The exercise | Render every line of the material below as a JSON list of strings, one string per line, skipping blank lines. Leave the pictures out.

+-------+

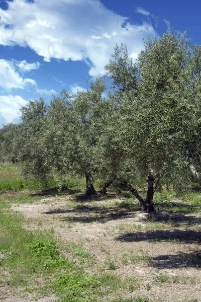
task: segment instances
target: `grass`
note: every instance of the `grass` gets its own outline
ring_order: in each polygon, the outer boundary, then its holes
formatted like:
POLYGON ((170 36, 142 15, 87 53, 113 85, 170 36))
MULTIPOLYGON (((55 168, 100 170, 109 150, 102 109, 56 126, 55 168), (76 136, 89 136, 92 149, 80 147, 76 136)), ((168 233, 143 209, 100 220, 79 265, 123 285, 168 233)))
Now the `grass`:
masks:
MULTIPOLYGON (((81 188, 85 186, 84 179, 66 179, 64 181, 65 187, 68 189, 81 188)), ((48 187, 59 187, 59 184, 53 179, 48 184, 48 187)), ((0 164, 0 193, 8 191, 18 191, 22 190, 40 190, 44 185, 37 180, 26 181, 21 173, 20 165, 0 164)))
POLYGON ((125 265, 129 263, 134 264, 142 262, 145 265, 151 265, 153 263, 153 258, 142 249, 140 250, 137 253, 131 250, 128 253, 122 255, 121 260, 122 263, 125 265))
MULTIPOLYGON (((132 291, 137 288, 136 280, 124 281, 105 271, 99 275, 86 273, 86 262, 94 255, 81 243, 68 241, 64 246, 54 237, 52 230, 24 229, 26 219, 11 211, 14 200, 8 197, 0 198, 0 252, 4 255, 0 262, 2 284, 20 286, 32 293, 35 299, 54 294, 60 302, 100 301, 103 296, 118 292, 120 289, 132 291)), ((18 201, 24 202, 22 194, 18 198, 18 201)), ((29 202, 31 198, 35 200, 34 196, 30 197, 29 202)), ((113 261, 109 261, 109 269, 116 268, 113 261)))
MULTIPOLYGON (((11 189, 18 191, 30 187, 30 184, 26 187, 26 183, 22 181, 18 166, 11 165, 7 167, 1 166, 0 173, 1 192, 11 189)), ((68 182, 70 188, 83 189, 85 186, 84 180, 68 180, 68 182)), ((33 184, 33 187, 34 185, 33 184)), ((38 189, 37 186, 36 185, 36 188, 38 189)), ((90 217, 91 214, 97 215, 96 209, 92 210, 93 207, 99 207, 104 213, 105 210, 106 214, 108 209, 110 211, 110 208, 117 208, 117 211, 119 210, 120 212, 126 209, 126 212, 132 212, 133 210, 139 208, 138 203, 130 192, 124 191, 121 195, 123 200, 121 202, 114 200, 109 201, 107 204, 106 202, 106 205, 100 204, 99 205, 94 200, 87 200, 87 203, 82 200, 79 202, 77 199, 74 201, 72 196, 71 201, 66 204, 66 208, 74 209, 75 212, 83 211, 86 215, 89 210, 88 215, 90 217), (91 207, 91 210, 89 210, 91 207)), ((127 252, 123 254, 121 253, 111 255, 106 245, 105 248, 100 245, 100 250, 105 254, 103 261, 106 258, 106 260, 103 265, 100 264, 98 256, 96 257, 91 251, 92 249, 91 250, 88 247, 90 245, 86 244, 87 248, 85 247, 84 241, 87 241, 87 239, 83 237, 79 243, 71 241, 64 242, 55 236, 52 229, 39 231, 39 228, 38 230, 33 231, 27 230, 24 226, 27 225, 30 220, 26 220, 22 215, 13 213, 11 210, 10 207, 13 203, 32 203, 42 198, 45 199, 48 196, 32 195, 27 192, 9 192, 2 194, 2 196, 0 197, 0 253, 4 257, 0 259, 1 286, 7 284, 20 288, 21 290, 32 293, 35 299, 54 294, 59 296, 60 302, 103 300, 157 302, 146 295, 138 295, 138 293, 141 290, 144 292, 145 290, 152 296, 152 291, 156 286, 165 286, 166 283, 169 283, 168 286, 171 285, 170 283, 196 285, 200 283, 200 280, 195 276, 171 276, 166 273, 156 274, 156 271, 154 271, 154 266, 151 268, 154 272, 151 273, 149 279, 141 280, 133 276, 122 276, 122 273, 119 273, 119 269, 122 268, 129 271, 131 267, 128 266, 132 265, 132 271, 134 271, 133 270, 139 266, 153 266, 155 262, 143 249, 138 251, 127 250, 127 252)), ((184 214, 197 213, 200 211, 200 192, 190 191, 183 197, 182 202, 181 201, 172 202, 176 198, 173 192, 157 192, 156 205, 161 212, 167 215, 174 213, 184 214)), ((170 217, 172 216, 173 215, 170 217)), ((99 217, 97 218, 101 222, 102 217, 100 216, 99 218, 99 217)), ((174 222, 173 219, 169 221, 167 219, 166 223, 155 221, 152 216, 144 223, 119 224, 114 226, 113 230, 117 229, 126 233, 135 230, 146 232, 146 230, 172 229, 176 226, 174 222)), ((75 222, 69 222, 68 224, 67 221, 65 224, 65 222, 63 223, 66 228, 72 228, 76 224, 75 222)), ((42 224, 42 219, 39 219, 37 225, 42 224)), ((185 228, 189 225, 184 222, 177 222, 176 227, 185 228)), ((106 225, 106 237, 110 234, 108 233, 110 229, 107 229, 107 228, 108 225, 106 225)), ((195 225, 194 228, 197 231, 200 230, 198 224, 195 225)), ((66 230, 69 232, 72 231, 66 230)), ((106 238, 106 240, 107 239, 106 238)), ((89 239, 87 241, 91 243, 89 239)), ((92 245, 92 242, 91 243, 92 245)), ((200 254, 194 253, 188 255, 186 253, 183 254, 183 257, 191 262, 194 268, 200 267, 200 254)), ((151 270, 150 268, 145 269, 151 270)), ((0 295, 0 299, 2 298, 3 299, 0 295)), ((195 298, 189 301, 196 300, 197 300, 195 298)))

+-------+

Full response |
[
  "task: segment instances",
  "target: `grass`",
  "note: every instance of the `grass` gets its own outline",
  "ring_order: in each polygon, the outer boundary, then its holes",
  "formatted like:",
  "POLYGON ((170 36, 142 15, 87 53, 113 85, 170 36))",
  "MULTIPOLYGON (((55 168, 100 170, 109 150, 102 109, 56 126, 55 168), (76 136, 89 136, 92 149, 80 147, 76 136)), ((168 233, 143 209, 100 220, 79 265, 123 285, 168 233)))",
  "Now the `grass`:",
  "masks:",
  "MULTIPOLYGON (((81 188, 85 186, 84 179, 66 179, 64 181, 65 187, 68 189, 81 188)), ((48 187, 59 187, 59 184, 53 179, 48 184, 48 187)), ((0 164, 0 193, 8 191, 18 191, 22 190, 40 190, 44 185, 37 180, 26 181, 21 173, 20 165, 0 164)))",
  "POLYGON ((125 265, 129 263, 134 264, 142 262, 145 265, 151 265, 153 263, 153 258, 142 249, 140 250, 137 253, 131 250, 128 253, 122 255, 121 260, 122 263, 125 265))",
  "MULTIPOLYGON (((132 291, 137 288, 136 280, 124 281, 105 271, 99 275, 86 273, 86 262, 94 255, 81 243, 68 241, 64 246, 54 237, 52 230, 24 229, 26 219, 11 211, 14 200, 8 197, 0 198, 0 252, 4 255, 0 262, 2 284, 20 286, 32 293, 35 299, 54 294, 60 302, 100 301, 103 296, 118 292, 120 289, 132 291)), ((18 201, 24 202, 22 194, 18 198, 18 201)), ((29 202, 31 198, 35 200, 34 196, 30 197, 29 202)), ((113 261, 109 261, 109 269, 116 268, 113 261)))",
  "MULTIPOLYGON (((11 189, 18 191, 30 187, 30 184, 26 187, 26 183, 22 181, 18 166, 11 165, 7 167, 1 166, 0 173, 1 192, 11 189)), ((68 182, 70 188, 83 189, 85 186, 84 180, 68 180, 68 182)), ((33 184, 33 187, 34 185, 33 184)), ((38 189, 37 186, 36 185, 36 188, 38 189)), ((90 217, 91 214, 97 215, 96 209, 92 210, 93 207, 99 207, 104 213, 105 210, 106 214, 108 209, 110 211, 110 208, 117 208, 117 211, 119 210, 120 212, 126 209, 126 212, 132 212, 133 210, 139 208, 138 203, 130 192, 124 191, 121 195, 123 200, 121 202, 114 200, 109 201, 107 204, 106 202, 106 205, 100 204, 99 205, 94 200, 87 200, 87 203, 82 200, 79 202, 77 199, 74 201, 72 196, 71 201, 66 204, 66 208, 74 209, 75 212, 83 211, 86 215, 89 210, 88 215, 90 217), (91 207, 91 210, 89 210, 91 207)), ((127 252, 123 254, 121 253, 111 255, 106 245, 105 248, 100 245, 100 250, 105 254, 103 261, 106 258, 106 260, 103 265, 100 264, 98 256, 96 257, 91 251, 92 249, 91 250, 88 247, 90 245, 86 244, 87 248, 85 247, 84 241, 87 241, 87 239, 83 237, 79 243, 71 241, 64 242, 55 236, 52 229, 39 231, 39 228, 38 230, 33 231, 27 230, 24 226, 27 225, 30 220, 26 220, 22 215, 13 213, 11 210, 10 207, 13 203, 32 203, 42 198, 45 199, 48 196, 32 195, 27 192, 9 192, 2 194, 2 196, 0 197, 0 253, 4 257, 0 259, 1 286, 7 284, 20 288, 21 290, 32 293, 35 299, 54 294, 59 296, 60 302, 103 300, 157 302, 146 295, 138 295, 138 293, 141 290, 144 292, 145 290, 152 296, 152 291, 156 286, 165 286, 166 283, 169 283, 168 286, 171 285, 170 283, 196 285, 200 283, 200 280, 195 276, 171 276, 166 273, 156 274, 156 271, 154 271, 154 266, 151 268, 154 272, 151 273, 149 279, 141 280, 133 276, 122 276, 122 273, 119 273, 119 269, 122 268, 129 271, 131 267, 128 266, 132 265, 132 271, 134 271, 133 270, 139 266, 153 266, 155 262, 143 249, 138 251, 127 250, 127 252)), ((184 214, 197 213, 200 211, 200 192, 190 191, 183 197, 182 202, 181 201, 172 202, 176 198, 173 192, 157 192, 156 205, 161 212, 167 215, 174 213, 184 214)), ((170 217, 172 216, 173 215, 170 217)), ((99 217, 97 218, 101 222, 102 217, 100 216, 99 218, 99 217)), ((174 222, 173 219, 169 221, 167 219, 166 223, 155 221, 152 216, 144 223, 119 224, 114 226, 113 230, 117 229, 126 233, 135 230, 146 232, 146 230, 172 229, 176 226, 174 222)), ((75 222, 69 222, 68 224, 67 221, 65 224, 65 222, 63 223, 66 228, 72 228, 76 224, 75 222)), ((42 224, 42 219, 39 219, 37 225, 42 224)), ((185 228, 189 225, 184 222, 177 222, 176 227, 185 228)), ((106 225, 106 237, 110 234, 108 233, 110 229, 107 229, 107 228, 108 225, 106 225)), ((195 225, 194 228, 197 231, 200 230, 198 224, 195 225)), ((66 230, 69 232, 72 231, 66 230)), ((106 238, 106 240, 107 239, 106 238)), ((89 239, 87 241, 91 243, 89 239)), ((92 245, 92 242, 91 243, 92 245)), ((200 254, 194 253, 188 255, 186 253, 183 254, 183 257, 191 262, 194 268, 200 267, 200 254)), ((151 270, 150 268, 145 269, 151 270)), ((0 295, 0 299, 2 298, 3 299, 0 295)), ((195 298, 189 301, 196 300, 197 300, 195 298)))"
]